PROBLEM —
Return the following from the records below: each line, word for word, starting with the line that contains "Expected output, for every instance of the wispy" and going on through the line that contains "Expected output, for every instance of the blue", with nothing outside that range.

THE INPUT —
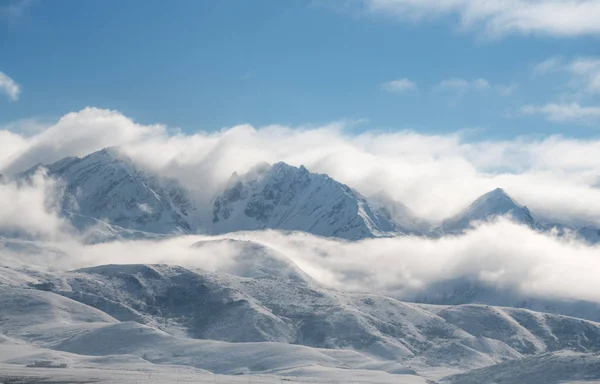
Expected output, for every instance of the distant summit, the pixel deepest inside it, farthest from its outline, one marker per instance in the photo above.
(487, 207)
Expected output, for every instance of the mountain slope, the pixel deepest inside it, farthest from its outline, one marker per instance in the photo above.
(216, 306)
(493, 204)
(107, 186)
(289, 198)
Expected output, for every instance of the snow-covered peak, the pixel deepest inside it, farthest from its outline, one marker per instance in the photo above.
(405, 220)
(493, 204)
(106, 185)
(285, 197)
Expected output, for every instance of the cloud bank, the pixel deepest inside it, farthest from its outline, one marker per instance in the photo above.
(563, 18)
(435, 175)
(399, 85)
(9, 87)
---
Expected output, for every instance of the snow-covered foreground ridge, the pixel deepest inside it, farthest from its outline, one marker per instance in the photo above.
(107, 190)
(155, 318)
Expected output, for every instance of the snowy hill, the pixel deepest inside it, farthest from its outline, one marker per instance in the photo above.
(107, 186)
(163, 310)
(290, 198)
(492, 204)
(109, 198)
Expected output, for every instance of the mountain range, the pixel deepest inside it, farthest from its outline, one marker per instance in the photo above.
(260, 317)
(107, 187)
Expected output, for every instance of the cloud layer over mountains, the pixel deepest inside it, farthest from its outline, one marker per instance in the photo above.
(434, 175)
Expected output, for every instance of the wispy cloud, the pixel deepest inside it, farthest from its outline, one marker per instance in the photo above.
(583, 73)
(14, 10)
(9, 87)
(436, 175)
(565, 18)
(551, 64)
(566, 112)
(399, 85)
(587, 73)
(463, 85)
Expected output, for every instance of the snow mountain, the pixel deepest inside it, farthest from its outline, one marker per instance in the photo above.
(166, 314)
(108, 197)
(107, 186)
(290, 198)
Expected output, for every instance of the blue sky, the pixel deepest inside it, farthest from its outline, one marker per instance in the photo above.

SOLUTION FOR THIS PROBLEM —
Expected output, for every instance of the wispy cloud, the pixel deepest inside it, farthest from its outline, one marker per instance in the photo above.
(583, 73)
(14, 10)
(9, 87)
(436, 175)
(565, 18)
(551, 64)
(566, 112)
(399, 85)
(587, 73)
(463, 85)
Expected output, for every instance of the snow mountain, the pixel deepest inside it, farthest from its outline, one marker per instance in the photo above.
(166, 314)
(108, 197)
(107, 186)
(290, 198)
Expected output, for every instance of the blue sky, the pixel deepest inside it, farthest from its outline, one marker per instance in the photo above.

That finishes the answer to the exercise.